▶ [Instructions for the task]:
Filter the records below, keeping only each line that contains the word "outline", and list those lines in their original order.

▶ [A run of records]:
==*==
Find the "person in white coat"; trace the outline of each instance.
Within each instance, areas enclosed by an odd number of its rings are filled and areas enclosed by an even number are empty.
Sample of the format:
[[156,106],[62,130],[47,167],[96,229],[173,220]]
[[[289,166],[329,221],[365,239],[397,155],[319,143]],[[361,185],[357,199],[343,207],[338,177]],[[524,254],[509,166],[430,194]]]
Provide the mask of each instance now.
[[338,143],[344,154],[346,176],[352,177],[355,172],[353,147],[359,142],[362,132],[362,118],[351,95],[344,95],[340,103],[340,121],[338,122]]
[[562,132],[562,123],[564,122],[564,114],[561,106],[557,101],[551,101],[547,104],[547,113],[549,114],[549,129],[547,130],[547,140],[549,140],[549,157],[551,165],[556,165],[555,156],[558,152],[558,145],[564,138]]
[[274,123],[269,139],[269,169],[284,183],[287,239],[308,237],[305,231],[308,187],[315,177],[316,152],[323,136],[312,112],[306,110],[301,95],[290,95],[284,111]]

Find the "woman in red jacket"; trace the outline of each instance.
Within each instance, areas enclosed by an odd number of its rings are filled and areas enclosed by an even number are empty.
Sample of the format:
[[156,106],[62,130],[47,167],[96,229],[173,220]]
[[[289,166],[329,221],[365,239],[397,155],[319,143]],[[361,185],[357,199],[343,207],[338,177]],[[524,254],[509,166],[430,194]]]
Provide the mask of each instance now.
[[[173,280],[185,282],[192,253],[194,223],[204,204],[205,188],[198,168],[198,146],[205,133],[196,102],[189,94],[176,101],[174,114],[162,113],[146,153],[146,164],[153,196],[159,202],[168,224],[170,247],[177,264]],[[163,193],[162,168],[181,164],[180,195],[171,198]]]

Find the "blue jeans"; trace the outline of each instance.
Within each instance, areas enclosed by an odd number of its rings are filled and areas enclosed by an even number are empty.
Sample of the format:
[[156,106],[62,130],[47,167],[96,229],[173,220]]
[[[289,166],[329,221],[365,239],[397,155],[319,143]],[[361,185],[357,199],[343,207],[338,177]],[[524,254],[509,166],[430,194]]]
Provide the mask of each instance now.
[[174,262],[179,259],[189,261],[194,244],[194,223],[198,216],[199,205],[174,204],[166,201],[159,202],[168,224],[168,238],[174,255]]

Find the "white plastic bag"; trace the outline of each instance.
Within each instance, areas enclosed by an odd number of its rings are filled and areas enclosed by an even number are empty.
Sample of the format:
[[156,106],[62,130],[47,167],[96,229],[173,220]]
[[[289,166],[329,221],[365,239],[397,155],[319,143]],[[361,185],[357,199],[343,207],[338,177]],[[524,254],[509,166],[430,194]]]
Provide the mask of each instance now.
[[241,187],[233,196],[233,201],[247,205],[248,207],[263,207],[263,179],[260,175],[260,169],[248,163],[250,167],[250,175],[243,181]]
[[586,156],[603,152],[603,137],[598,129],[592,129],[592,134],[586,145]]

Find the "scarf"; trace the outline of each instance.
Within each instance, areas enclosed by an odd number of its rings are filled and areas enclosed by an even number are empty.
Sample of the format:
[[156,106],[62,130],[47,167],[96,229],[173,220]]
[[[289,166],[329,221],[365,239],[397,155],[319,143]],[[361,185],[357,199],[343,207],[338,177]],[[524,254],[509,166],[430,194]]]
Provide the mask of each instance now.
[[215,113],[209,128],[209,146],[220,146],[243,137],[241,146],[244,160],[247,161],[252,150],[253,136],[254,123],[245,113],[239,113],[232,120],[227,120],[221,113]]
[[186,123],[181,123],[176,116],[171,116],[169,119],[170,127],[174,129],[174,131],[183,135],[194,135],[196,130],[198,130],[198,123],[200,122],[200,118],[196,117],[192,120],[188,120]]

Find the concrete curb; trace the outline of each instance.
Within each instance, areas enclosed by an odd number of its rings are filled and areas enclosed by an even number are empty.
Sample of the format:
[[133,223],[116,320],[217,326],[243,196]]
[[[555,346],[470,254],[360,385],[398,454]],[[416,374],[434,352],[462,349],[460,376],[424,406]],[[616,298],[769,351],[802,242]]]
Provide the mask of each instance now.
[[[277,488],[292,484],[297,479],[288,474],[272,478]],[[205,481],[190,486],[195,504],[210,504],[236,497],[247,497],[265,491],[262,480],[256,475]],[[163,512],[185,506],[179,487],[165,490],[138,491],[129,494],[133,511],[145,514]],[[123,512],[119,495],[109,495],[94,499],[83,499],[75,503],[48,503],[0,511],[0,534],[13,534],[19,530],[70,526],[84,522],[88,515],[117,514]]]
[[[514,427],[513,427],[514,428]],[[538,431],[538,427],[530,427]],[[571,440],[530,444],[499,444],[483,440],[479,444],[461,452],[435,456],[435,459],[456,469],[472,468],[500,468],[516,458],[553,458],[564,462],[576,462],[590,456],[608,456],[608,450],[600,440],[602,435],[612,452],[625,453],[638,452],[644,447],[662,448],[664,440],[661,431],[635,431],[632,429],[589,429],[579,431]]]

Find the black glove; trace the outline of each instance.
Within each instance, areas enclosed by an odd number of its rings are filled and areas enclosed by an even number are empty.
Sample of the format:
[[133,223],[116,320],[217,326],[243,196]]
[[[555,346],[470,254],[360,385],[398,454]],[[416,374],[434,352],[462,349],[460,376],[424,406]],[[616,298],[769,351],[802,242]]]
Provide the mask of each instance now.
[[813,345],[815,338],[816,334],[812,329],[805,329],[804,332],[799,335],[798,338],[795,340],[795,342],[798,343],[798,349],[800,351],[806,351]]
==*==
▶ [Complete response]:
Find the "person in white coat"; trace the outline of each instance.
Find the "woman in red jacket"; trace the outline of each instance.
Find the "blue jeans"; trace the outline of each instance.
Find the "white plastic bag"; trace the outline of each instance.
Find the "scarf"; trace the outline of each instance.
Find the concrete curb; trace the outline of each instance.
Find the black glove; trace the outline of each instance.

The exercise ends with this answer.